Saved entries:

+++

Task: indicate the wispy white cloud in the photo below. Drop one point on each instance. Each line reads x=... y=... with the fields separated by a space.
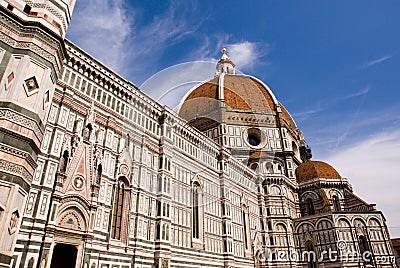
x=301 y=116
x=246 y=54
x=102 y=28
x=371 y=165
x=379 y=60
x=357 y=94
x=107 y=30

+++

* Assigned task:
Drop every picture and repeat the rest of the entries exactly.

* Exercise output:
Task: indicate the wispy white cloud in the photo below. Drop one point on each instance. Each line reads x=... y=... with the fields separated by a space.
x=301 y=116
x=246 y=54
x=102 y=28
x=371 y=165
x=379 y=60
x=357 y=94
x=107 y=30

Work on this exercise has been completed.